> Prompt A: According to the plant-based blog post, in what month and year did the writer decide to move toward a plant-based diet and lifestyle?
> Prompt B: Write the next part of the plant-based blog post, picking up right after its last sentence.

Supplied text section start

Plant-Based Pause No 13: Your Doctor Will Miss You

In November 2011, I made the decision to progress towards a plant-based diet and lifestyle. Since then, I have learnt so much about where our food comes from, and what it does to our bodies and the environment. Along the way, I have encountered many obstacles and challenges. I have also been asked lots of questions, most of them valid and a few off them more than a little odd. One of the aims of my blog is to chronicle my experiences as a plant-based traveller. So, hopefully these Plant-Based Pauses will provide a little more explanation and maybe answer some questions that my readers may still have.

‘The Western diet guarantees that a half-a-million people in the U.S. each year will have the front half of their body divided, their heart exposed, and then veins taken from their leg and sewed on their heart… some people would call that extreme.’ – Caldwell B. Esselstyn, Jr., MD

PENTAX DIGITAL CAMERA

From the moment I was born until I reached my thirties, I was ill pretty much most of the time. Doctors would prescribe every new lotion and potion that came out on the market in a fruitless attempt to ‘cure’ my eczema and allergies. I spent many evenings in pain as my mum was made to administer these various creams, ointments and treatments to me. Most of them made me feel like my skin was on fire, and usually only made me even itchier, therefore defying the point of trying to combat the eczema in the first place. Eczema isn’t only skin deep, either, as most doctors falsely think. When your skin becomes so infected that it dries up, splits open and bleeds constantly, it provides a direct route to your bloodstream. The ‘treatments’ I was receiving alone would give me blood poisoning and cause me to be sick, especially the ones that contained steroids, let alone all the other baddies in the atmosphere that I was at the mercy of. A skin reaction may look just that on the surface, but trust me when I say it makes your whole body feel ill.

Supplied text section end
Provided information section start

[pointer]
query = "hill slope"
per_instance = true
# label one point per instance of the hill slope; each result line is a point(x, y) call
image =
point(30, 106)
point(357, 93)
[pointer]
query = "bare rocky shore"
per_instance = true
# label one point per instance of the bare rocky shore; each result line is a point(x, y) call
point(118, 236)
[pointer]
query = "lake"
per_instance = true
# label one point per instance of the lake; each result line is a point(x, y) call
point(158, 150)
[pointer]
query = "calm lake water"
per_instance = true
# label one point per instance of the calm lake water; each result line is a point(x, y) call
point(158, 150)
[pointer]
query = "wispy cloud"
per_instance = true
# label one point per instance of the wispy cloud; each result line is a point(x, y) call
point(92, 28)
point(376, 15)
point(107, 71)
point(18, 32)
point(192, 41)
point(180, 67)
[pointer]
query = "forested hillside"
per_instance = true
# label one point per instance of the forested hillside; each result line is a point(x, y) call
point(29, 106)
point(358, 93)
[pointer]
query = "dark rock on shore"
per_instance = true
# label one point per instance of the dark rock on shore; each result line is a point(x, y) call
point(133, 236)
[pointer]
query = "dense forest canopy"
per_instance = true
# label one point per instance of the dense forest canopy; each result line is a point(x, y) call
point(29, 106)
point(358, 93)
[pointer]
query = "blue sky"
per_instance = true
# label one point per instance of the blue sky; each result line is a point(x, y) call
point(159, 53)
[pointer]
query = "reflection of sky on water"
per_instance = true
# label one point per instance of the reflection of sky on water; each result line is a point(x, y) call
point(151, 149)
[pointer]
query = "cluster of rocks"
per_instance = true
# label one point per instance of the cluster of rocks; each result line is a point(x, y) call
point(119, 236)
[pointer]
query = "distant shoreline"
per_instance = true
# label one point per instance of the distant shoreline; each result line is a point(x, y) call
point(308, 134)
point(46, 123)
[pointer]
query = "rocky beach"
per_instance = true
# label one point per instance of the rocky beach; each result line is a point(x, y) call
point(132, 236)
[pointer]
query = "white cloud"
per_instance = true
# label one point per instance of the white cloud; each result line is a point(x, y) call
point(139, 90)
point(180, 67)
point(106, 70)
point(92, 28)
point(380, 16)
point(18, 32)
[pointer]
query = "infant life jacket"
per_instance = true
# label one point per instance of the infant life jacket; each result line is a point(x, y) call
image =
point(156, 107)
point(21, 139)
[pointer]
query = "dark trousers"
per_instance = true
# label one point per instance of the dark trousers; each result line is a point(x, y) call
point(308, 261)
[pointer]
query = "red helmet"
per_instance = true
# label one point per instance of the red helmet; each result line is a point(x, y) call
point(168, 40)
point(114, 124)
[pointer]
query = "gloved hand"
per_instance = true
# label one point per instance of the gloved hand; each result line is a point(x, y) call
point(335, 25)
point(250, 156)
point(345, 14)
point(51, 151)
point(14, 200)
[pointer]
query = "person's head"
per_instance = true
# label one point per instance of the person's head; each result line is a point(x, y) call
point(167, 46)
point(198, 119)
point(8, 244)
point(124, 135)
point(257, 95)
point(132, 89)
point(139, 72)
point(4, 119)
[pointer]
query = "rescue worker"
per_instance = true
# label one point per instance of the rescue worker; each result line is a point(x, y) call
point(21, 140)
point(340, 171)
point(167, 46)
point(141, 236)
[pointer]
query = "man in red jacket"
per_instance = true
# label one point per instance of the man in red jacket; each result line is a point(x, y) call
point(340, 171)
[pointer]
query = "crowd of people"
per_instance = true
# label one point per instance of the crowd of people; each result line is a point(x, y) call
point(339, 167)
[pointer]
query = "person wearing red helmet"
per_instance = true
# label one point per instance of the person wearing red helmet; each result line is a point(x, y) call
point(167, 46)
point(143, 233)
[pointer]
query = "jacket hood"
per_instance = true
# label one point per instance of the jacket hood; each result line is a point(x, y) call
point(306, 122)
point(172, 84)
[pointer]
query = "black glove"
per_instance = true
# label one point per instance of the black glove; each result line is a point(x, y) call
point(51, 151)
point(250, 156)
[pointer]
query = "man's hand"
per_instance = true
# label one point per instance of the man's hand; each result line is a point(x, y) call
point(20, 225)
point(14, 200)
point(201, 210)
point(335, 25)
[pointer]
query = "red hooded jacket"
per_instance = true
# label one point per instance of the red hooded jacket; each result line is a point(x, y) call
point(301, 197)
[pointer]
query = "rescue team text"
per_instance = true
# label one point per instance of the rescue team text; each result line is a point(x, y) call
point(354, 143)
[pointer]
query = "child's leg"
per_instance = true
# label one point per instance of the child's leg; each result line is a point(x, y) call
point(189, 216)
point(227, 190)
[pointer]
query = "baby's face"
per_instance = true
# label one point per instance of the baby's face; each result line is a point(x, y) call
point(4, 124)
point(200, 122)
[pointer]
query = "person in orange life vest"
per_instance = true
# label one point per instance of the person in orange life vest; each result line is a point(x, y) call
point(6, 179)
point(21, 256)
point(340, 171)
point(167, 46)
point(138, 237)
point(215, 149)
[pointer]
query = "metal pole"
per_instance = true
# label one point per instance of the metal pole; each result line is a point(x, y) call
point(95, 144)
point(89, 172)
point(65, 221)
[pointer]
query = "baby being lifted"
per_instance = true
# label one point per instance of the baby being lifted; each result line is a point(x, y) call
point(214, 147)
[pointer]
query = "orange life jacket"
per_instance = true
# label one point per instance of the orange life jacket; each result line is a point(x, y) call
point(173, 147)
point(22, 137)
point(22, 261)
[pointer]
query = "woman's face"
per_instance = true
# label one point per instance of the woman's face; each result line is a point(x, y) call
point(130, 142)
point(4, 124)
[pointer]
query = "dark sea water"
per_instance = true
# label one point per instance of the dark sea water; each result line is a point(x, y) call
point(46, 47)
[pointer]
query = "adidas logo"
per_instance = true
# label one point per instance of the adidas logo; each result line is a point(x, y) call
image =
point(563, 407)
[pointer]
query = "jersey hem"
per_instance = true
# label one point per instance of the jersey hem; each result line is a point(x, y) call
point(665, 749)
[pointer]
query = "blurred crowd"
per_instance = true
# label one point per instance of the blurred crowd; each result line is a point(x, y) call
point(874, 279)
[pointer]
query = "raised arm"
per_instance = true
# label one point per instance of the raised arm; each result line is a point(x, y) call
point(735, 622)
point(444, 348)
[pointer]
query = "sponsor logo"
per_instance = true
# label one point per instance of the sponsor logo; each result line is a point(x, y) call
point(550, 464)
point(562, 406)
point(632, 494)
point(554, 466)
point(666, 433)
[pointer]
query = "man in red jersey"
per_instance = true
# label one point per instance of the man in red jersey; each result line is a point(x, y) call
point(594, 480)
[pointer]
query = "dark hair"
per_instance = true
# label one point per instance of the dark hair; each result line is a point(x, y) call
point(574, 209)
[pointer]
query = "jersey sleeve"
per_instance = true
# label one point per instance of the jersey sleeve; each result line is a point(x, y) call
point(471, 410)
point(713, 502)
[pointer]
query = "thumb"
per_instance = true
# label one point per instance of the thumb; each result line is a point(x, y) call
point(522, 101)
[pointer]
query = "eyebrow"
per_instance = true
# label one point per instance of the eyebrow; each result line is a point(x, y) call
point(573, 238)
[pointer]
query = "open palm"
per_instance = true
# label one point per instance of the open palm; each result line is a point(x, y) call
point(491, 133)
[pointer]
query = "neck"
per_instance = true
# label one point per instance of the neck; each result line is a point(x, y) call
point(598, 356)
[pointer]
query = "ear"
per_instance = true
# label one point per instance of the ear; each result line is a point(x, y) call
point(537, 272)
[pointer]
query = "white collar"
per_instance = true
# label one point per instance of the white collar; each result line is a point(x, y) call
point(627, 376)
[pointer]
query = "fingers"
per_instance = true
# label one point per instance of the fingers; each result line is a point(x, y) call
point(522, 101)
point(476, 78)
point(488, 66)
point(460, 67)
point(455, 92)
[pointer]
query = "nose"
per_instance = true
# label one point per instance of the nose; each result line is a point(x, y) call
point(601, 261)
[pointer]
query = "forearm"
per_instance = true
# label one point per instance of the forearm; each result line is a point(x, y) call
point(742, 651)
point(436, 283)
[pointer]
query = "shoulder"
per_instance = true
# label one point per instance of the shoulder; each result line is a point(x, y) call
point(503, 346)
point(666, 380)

Provided information section end

> Response A: November 2011

> Response B:
In this endless stream of doctors visits and prescriptions, nobody thought to look at my diet. Even back then, during the 1980s, it was commonly known that dairy in particular is bad for people with skin problems. It would have also solved the puzzle as to why I had difficulties breathing, even though I passed all my asthma tests with flying colours. In fact, the doctors were so convinced that I was asthmatic ‘because asthma and eczema go together’ (their words not mine) that one GP added the illness to my notes in the end. I still get asked questions about my non-existent asthma to this day. Whenever I questioned whether it would be more logical to look at the cause of my problems, rather than just treat the symptoms, I got the stock answer that ‘you can’t avoid the things you’re allergic to, so there’s no point trying’. Granted, I was born with my allergies and nothing that my mother could have done before my birth would have changed that. However, since educating myself about plant-based living over the past couple of years I have improved my health and life hugely with just a few easy changes to my diet.

These days, visits to the doctor are few and far between for me. Interestingly, now that I’ve worked out for myself that plant-based living is the healthy way to go, they seem happy to add it to my notes and congratulate themselves on improving my symptoms. I still have the occasional allergic reaction, but for the main part they are atmospheric, of which I have little control. Plus, when I do have a reaction, my general good health allows me to pinpoint what the cause is a lot easier and deal with it. Apart from the odd tube of steroid cream for bad contact reactions and antihistamines to control atmospheric reactions, I’m happy to say the potions and lotions are all gone.

It’s not just my allergies that have improved either. Since converting to a plant-based lifestyle, I can count on one hand the amount of times I’ve been sick. Even when there’s one of those really persistent bugs going round the office that everyone catches, I very rarely fall victim to it and if I do it only lasts a couple of days because my body recovers so much quicker.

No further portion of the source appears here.